------ SUPPLIED DATA ------

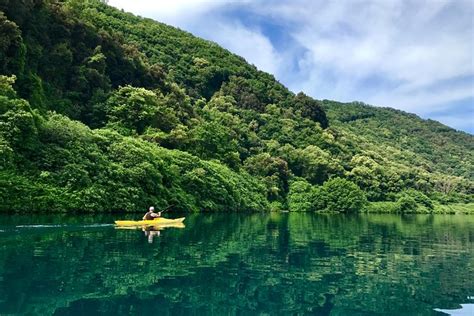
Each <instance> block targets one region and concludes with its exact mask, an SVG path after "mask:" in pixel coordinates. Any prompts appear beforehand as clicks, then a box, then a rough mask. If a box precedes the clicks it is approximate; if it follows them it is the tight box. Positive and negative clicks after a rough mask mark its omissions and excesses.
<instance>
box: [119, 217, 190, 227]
mask: <svg viewBox="0 0 474 316" xmlns="http://www.w3.org/2000/svg"><path fill="white" fill-rule="evenodd" d="M184 219H185V217H180V218H175V219H170V218H163V217H158V218H155V219H154V220H151V221H149V220H145V221H143V220H142V221H115V225H117V226H166V225H174V224H178V223H182V222H183V221H184Z"/></svg>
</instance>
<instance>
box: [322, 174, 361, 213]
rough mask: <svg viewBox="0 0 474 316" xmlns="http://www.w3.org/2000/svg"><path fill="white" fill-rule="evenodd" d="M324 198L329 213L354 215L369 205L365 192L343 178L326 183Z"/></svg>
mask: <svg viewBox="0 0 474 316" xmlns="http://www.w3.org/2000/svg"><path fill="white" fill-rule="evenodd" d="M322 196H323V198H324V201H325V205H326V210H328V211H334V212H348V213H353V212H357V211H360V210H361V209H362V208H363V207H364V206H365V205H366V204H367V198H366V196H365V194H364V192H363V191H362V190H361V189H360V188H359V187H358V186H357V185H356V184H354V183H353V182H351V181H348V180H345V179H341V178H333V179H331V180H329V181H326V182H325V183H324V185H323V186H322Z"/></svg>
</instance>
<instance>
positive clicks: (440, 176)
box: [0, 0, 474, 212]
mask: <svg viewBox="0 0 474 316" xmlns="http://www.w3.org/2000/svg"><path fill="white" fill-rule="evenodd" d="M0 29H1V30H2V32H1V33H0V74H3V76H1V77H0V154H1V160H0V163H1V165H0V182H1V186H0V192H1V195H0V202H2V203H1V206H0V208H1V210H3V211H5V210H22V209H33V210H43V211H68V210H89V211H104V210H134V209H139V208H144V207H146V205H148V204H152V203H153V204H158V205H165V204H169V203H175V204H179V207H180V208H182V209H190V210H196V211H197V210H208V211H215V210H238V209H252V210H256V209H261V210H263V209H282V208H288V209H290V210H330V211H346V212H353V211H357V210H359V209H362V208H364V206H366V205H367V203H366V201H367V200H368V201H369V202H370V203H369V204H368V206H367V207H368V210H371V211H374V210H376V209H380V207H379V206H380V203H385V204H384V205H390V207H388V208H385V209H389V210H391V211H394V212H395V211H396V212H415V211H417V212H418V211H420V212H432V211H434V210H435V207H434V206H433V205H438V206H440V205H447V204H450V203H472V202H473V193H474V182H473V179H474V174H473V165H472V161H473V160H474V159H473V158H474V157H473V152H474V148H473V144H474V142H473V137H472V136H471V135H468V134H465V133H461V132H456V131H454V130H452V129H450V128H448V127H446V126H443V125H441V124H439V123H437V122H433V121H424V120H421V119H419V118H418V117H416V116H414V115H411V114H407V113H403V112H401V111H395V110H392V109H384V108H375V107H371V106H367V105H364V104H360V103H352V104H340V103H337V102H333V101H317V100H314V99H312V98H310V97H308V96H306V95H305V94H303V93H298V94H296V95H295V94H293V93H292V92H290V91H289V90H288V89H286V88H285V87H284V86H283V85H281V84H280V83H278V82H277V81H276V80H275V79H274V78H273V77H272V76H271V75H269V74H266V73H264V72H261V71H258V70H257V69H256V68H255V67H254V66H251V65H249V64H248V63H246V62H245V60H243V59H242V58H240V57H238V56H236V55H233V54H231V53H230V52H228V51H226V50H224V49H222V48H220V47H219V46H218V45H216V44H215V43H212V42H208V41H204V40H201V39H198V38H196V37H194V36H192V35H191V34H189V33H186V32H183V31H180V30H177V29H175V28H172V27H170V26H166V25H164V24H160V23H157V22H154V21H152V20H149V19H142V18H139V17H136V16H133V15H131V14H127V13H124V12H121V11H119V10H116V9H114V8H112V7H109V6H107V5H106V4H104V3H103V2H100V1H97V0H88V1H82V0H65V1H59V0H25V1H22V2H16V1H9V0H0ZM374 203H375V204H374ZM377 203H379V204H377ZM467 205H472V204H467ZM437 209H439V210H440V209H444V208H442V207H437Z"/></svg>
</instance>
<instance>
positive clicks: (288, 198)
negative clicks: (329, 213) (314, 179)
mask: <svg viewBox="0 0 474 316" xmlns="http://www.w3.org/2000/svg"><path fill="white" fill-rule="evenodd" d="M320 201H321V199H320V189H319V187H316V186H312V185H311V184H309V183H308V182H307V181H305V180H297V181H293V182H291V184H290V191H289V193H288V209H289V210H290V211H298V212H306V211H314V210H317V209H321V203H320Z"/></svg>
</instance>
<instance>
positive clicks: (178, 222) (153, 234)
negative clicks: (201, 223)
mask: <svg viewBox="0 0 474 316" xmlns="http://www.w3.org/2000/svg"><path fill="white" fill-rule="evenodd" d="M184 227H186V226H185V225H184V224H183V223H182V222H178V223H166V224H160V225H146V226H115V229H126V230H142V231H143V233H144V234H145V236H146V237H147V239H148V243H150V244H151V243H153V238H155V236H158V237H159V236H160V235H161V232H160V231H161V230H164V229H166V228H184Z"/></svg>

------

HOW TO COMPLETE THIS TASK
Would you mind transcribing the material exactly, without the pictures?

RESULT FOR THIS TASK
Each <instance> block targets one region and concludes with its exact mask, an SVG path after "mask:" in pixel coordinates. Any prompts appear beforehand as clicks, then a box, then a rough mask. If a box precedes the clicks it is approximate; if it follows them it is the tight box. Positive and negative clicks after a rough mask mark its omissions and excesses.
<instance>
box: [119, 217, 190, 227]
mask: <svg viewBox="0 0 474 316" xmlns="http://www.w3.org/2000/svg"><path fill="white" fill-rule="evenodd" d="M184 219H185V217H180V218H175V219H170V218H163V217H158V218H155V219H154V220H151V221H149V220H145V221H143V220H142V221H115V225H117V226H166V225H174V224H178V223H182V222H183V221H184Z"/></svg>
</instance>
<instance>
box: [322, 174, 361, 213]
rough mask: <svg viewBox="0 0 474 316" xmlns="http://www.w3.org/2000/svg"><path fill="white" fill-rule="evenodd" d="M324 198L329 213L354 215L369 205L365 192L343 178L326 183Z"/></svg>
mask: <svg viewBox="0 0 474 316" xmlns="http://www.w3.org/2000/svg"><path fill="white" fill-rule="evenodd" d="M322 196H323V198H324V201H325V205H326V210H328V211H334V212H348V213H353V212H357V211H360V210H361V209H362V208H363V207H364V206H365V205H366V204H367V198H366V196H365V194H364V192H363V191H362V190H361V189H360V188H359V187H358V186H357V185H356V184H354V183H353V182H351V181H348V180H345V179H341V178H333V179H331V180H329V181H326V182H325V183H324V185H323V186H322Z"/></svg>
</instance>
<instance>
positive clicks: (440, 176)
box: [0, 0, 474, 212]
mask: <svg viewBox="0 0 474 316" xmlns="http://www.w3.org/2000/svg"><path fill="white" fill-rule="evenodd" d="M0 29H1V30H2V32H1V33H0V74H3V76H1V77H0V154H1V160H0V163H1V165H0V182H1V186H0V192H1V195H0V202H2V203H1V206H0V208H1V210H3V211H5V210H22V209H33V210H43V211H68V210H89V211H104V210H134V209H139V208H144V207H146V205H148V204H152V203H153V204H158V205H165V204H169V203H175V204H179V207H180V208H182V209H190V210H196V211H197V210H208V211H215V210H238V209H252V210H256V209H261V210H263V209H282V208H288V209H290V210H330V211H346V212H353V211H357V210H359V209H362V208H364V206H366V205H367V203H366V201H367V200H368V201H369V202H370V203H369V204H368V206H367V207H368V210H371V211H374V210H376V209H380V207H379V206H380V203H385V204H384V205H390V207H388V208H385V209H389V210H391V211H394V212H395V211H396V212H415V211H417V212H418V211H420V212H432V211H434V210H435V207H434V206H433V205H438V206H440V205H447V204H450V203H472V202H473V193H474V182H473V179H474V174H473V165H472V161H473V160H474V159H473V158H474V157H473V152H474V148H473V144H474V142H473V137H472V136H471V135H468V134H465V133H461V132H456V131H454V130H452V129H450V128H448V127H446V126H443V125H441V124H439V123H437V122H433V121H424V120H421V119H419V118H418V117H416V116H414V115H411V114H407V113H403V112H401V111H395V110H392V109H384V108H375V107H371V106H367V105H364V104H360V103H352V104H340V103H337V102H333V101H317V100H314V99H312V98H310V97H308V96H306V95H305V94H303V93H298V94H296V95H295V94H293V93H292V92H290V91H289V90H288V89H286V88H285V87H284V86H283V85H281V84H280V83H278V82H277V81H276V80H275V79H274V78H273V77H272V76H271V75H269V74H266V73H264V72H261V71H258V70H257V69H256V68H255V67H254V66H251V65H249V64H248V63H246V62H245V60H243V59H242V58H240V57H238V56H236V55H233V54H231V53H230V52H228V51H226V50H224V49H222V48H220V47H219V46H218V45H216V44H215V43H212V42H208V41H204V40H201V39H198V38H196V37H194V36H192V35H191V34H189V33H186V32H183V31H180V30H177V29H175V28H172V27H170V26H166V25H164V24H160V23H157V22H154V21H152V20H149V19H142V18H139V17H136V16H133V15H131V14H127V13H124V12H121V11H119V10H116V9H114V8H112V7H109V6H107V5H106V4H104V3H103V2H100V1H97V0H88V1H82V0H65V1H59V0H25V1H22V2H16V1H9V0H0ZM374 203H375V204H374ZM377 203H379V204H377ZM467 205H472V204H467ZM437 209H439V210H440V209H444V208H442V207H437Z"/></svg>
</instance>
<instance>
positive clicks: (288, 198)
negative clicks: (329, 213) (314, 179)
mask: <svg viewBox="0 0 474 316" xmlns="http://www.w3.org/2000/svg"><path fill="white" fill-rule="evenodd" d="M320 201H321V199H320V189H319V187H316V186H312V185H311V184H309V183H308V182H307V181H305V180H297V181H293V182H291V184H290V191H289V193H288V209H289V210H290V211H298V212H306V211H314V210H317V209H321V203H320Z"/></svg>
</instance>
<instance>
positive clicks: (178, 222) (153, 234)
negative clicks: (201, 223)
mask: <svg viewBox="0 0 474 316" xmlns="http://www.w3.org/2000/svg"><path fill="white" fill-rule="evenodd" d="M184 227H186V226H185V225H184V224H183V223H182V222H178V223H166V224H160V225H146V226H115V229H126V230H142V231H143V233H144V234H145V236H146V237H147V239H148V243H150V244H151V243H153V238H155V236H158V237H159V236H160V235H161V232H160V231H161V230H164V229H166V228H184Z"/></svg>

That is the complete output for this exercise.